*WHAT IS EXPECTED*.
In the passage on Asian factory petitions in Australian union circles, who headed the Australian Seafarers Union in the 1920s?

*GIVEN PASSAGE*.
_ _ _ _ _
Petition addressed to Dame Adelaide Anderson from factory workers at the Lungwa Cement Works, Shanghai, 1925.1

Testimony from Shanghai's Lungwa factory, like that quoted above, and from workers in China and India made its way into the Australian trade-union literature in the 1920s. Australian missionary and socialist groups working in Asia sent pamphlets, petitions and letters as well as factory photographs and inspection reports from Asian factories into trade-union offices in Australian cities. Australian Labor Party (ALP) leaders with union connections quoted extracts from these documents in Australia's Federal Parliament.2 They were also read aloud at trade-union halls in Sydney and Brisbane, and reprinted in pamphlets and newspapers for tradesmen around Australia. In this way voices from colonial factories infiltrated Australian labour media at a time when working conditions were worsening there following the First World War. Australian union leaders used petitions from Asian factory workers to compare the conditions of Australian workplaces to those in places like Calcutta, Shanghai and Hong Kong. By so doing they incorporated the localized demands of Australian unionists for better wages and working conditions into a world-wide campaign for Asian workers' rights and the 'liberation of Asia' from European imperialisms. The letters that followed these petitions (from Li Hung Ling in Shanghai, Gopal Singh in Delhi) lie in the scrapbooks of Australian union leaders like George Waite, head of the Australian Seafarers Union in the 1920s. By articulating points of shared labour principle (a basic wage, a pension scheme) their Asian authors avoided making explicit racial divides along the Empire colour line.3 For example factory [End Page 75] worker Li Hung Ling from Shanghai's Lungwa cement works reminded readers of Australia's Labor Daily and One Big Union newspapers that Australian workers needed to join Asian workers in their fight against capitalism despite their divergent positions in the imperial hierarchy of races.4 Without 'union solidarity' against the forces of capital, all would become 'factory animals of the world of darkness'.
_ _ _ _ _
*SUPPLIED INFORMATION*.
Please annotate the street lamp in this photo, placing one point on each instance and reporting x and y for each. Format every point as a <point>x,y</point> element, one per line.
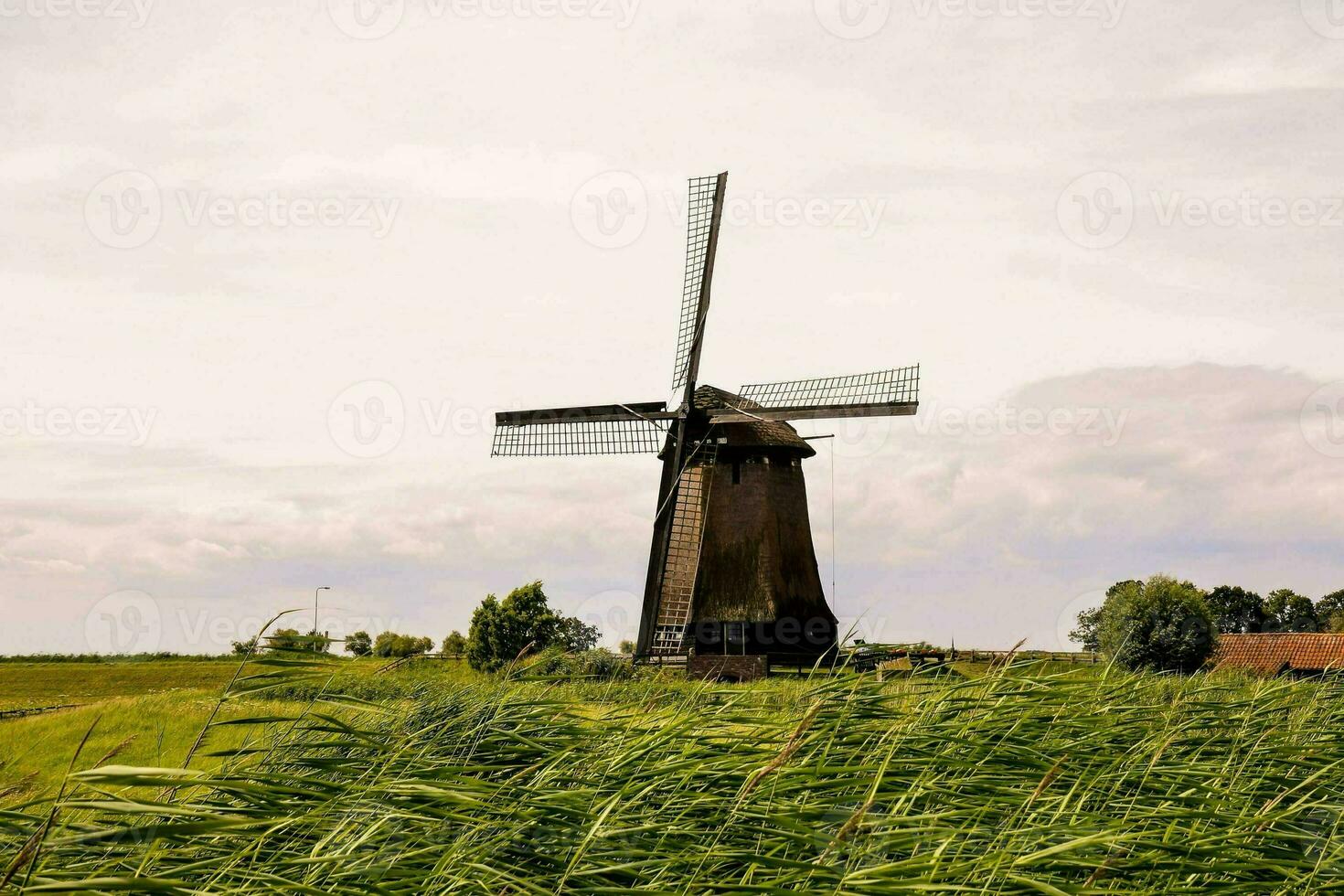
<point>325,587</point>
_ _ _ _ _
*RESULT*.
George Waite